=== WORK REQUEST A ===
In the passage on causes of a red tongue, shorten the paragraph that begins "There are many different tongue infections" and keep its main facts.
=== WORK REQUEST B ===
Reproduce word for word the part of the passage on causes of a red tongue from "There are many factors" to "to a change in the color of the tongue.".

=== PROVIDED PASSAGE ===
+++++
There are many factors that can lead to a reddening of the tongue. Read on to know more…
The surface of the tongue is generally pinkish-red in color. It is said that the oral cavity is a reflection of the general health of a person. One important pointer in this regard is the color of the tongue. There are many conditions which lead to tongue sores, which, in turn, cause a change in the color of the tongue. These diseases could be oral or systemic in nature. Given below are the various different factors that can lead to a change in the color of the tongue.
One of the most common causes is vitamin deficiency. A multiple vitamin deficiency can manifest itself in many ways. There will often be varied and widespread symptoms. A folic acid and vitamin B12 deficiency, which is often seen in strict vegetarians and vegans, can lead to a sore, red tongue. This is a condition also known as pernicious anemia. A deficiency of niacin―vitamin B3―leads to a disease known as pellagra, which can also cause a bright red tongue.
There are many different tongue infections that can lead to a reddened tongue. There is a type of candidiasis that affects the oral cavity, which is known as atrophic candidiasis. In this condition, the fungus initially leads to a white tongue. However, when this layer of white coating is peeled off, it reveals a red, raw region on the tongue, which bleeds easily. Other bacterial and fungal infections can lead to glossitis, which also causes the tongue to go red.
A geographic tongue is a condition where there is shedding of filiform papillae in different parts of the tongue, which leads to the formation of irregular tongue patches on the surface. This is generally a short-lived condition, and is one of the lesser conspicuous causes. Since the filiform papillae grow back in the affected region and are simultaneously shed in another part of the tongue, this condition is also known as benign migratory glossitis (as the patches on tongue keep moving from one region of the tongue to another, although their movement is restricted to the dorsal surface of the tongue only).
There are a few systemic diseases that can also cause red sores on tongue. Certain autoimmune diseases can lead to a bright red tongue. One such example is Kawasaki disease, wherein there is necrotizing vasculitis. A strawberry tongue, which is bright red with swollen lips and vertical cracking and bleeding is often seen in this condition. There may also be a few white spots on the tongue with prominent red bumps. Scarlet fever is another condition in which a bright red tongue is seen, with a strawberry-like appearance. Toxic shock syndrome is one of the more serious causes. Plummer-Vinson syndrome also leads to glossitis, i.e., inflammation of the tongue. A tropical sprue can also lead to a red tongue, as it is a malabsorption disease.
Since the color of the tongue is usually a symptom of an ulterior condition, the treatment for this condition will depend on the underlying causative factor, which will be established after a diagnosis. It is important to deal with this condition at the earliest, because, as mentioned above, it could be an indicator of a serious underlying disorder.
+++++
=== SOURCE DATA ===
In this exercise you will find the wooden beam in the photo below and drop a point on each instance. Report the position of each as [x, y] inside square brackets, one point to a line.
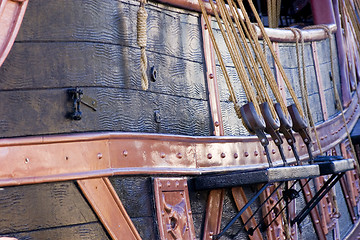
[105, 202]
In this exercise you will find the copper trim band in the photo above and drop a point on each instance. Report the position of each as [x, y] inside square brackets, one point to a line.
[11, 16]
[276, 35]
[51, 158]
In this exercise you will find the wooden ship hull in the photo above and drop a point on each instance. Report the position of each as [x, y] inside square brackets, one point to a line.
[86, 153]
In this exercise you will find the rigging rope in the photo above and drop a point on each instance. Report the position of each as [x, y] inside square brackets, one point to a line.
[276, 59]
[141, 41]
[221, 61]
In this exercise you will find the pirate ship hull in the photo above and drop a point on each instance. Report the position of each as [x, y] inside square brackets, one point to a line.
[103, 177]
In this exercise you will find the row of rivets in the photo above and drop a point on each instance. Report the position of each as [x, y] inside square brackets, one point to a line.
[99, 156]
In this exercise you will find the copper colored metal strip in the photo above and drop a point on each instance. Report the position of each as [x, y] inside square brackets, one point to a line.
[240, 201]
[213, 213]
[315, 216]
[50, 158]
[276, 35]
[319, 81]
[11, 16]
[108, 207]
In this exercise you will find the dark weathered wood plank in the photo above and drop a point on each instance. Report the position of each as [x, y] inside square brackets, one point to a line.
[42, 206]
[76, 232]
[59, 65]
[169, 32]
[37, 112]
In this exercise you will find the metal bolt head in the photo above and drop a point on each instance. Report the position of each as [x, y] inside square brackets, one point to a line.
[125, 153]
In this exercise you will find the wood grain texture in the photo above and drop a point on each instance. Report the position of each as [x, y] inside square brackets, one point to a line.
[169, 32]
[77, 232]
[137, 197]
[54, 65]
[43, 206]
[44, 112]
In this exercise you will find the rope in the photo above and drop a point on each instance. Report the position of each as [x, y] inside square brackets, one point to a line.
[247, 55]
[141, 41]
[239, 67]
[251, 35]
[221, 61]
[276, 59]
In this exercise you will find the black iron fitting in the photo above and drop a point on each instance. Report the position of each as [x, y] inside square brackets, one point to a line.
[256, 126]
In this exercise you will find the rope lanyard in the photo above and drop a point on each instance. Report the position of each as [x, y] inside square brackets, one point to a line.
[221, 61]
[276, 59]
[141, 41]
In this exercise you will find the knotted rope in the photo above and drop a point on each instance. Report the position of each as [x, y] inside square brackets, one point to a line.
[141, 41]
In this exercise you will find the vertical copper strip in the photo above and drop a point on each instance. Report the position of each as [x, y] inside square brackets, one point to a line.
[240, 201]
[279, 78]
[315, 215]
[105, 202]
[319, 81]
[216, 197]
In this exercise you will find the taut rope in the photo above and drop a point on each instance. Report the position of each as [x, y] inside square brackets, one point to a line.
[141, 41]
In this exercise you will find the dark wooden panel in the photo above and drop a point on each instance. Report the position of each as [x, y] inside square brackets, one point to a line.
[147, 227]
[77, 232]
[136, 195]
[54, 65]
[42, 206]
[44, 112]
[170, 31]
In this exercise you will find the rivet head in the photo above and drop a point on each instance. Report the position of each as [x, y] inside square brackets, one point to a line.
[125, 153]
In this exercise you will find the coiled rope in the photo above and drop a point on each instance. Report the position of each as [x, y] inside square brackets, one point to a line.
+++++
=== RESULT A ===
Several tongue infections can redden the tongue. In atrophic candidiasis, an oral fungal infection, the tongue first turns white. Peeling off this coating exposes a raw red area that bleeds easily. Other bacterial and fungal infections can cause glossitis, which also turns the tongue red.

=== RESULT B ===
There are many factors that can lead to a reddening of the tongue. Read on to know more…
The surface of the tongue is generally pinkish-red in color. It is said that the oral cavity is a reflection of the general health of a person. One important pointer in this regard is the color of the tongue. There are many conditions which lead to tongue sores, which, in turn, cause a change in the color of the tongue. These diseases could be oral or systemic in nature. Given below are the various different factors that can lead to a change in the color of the tongue.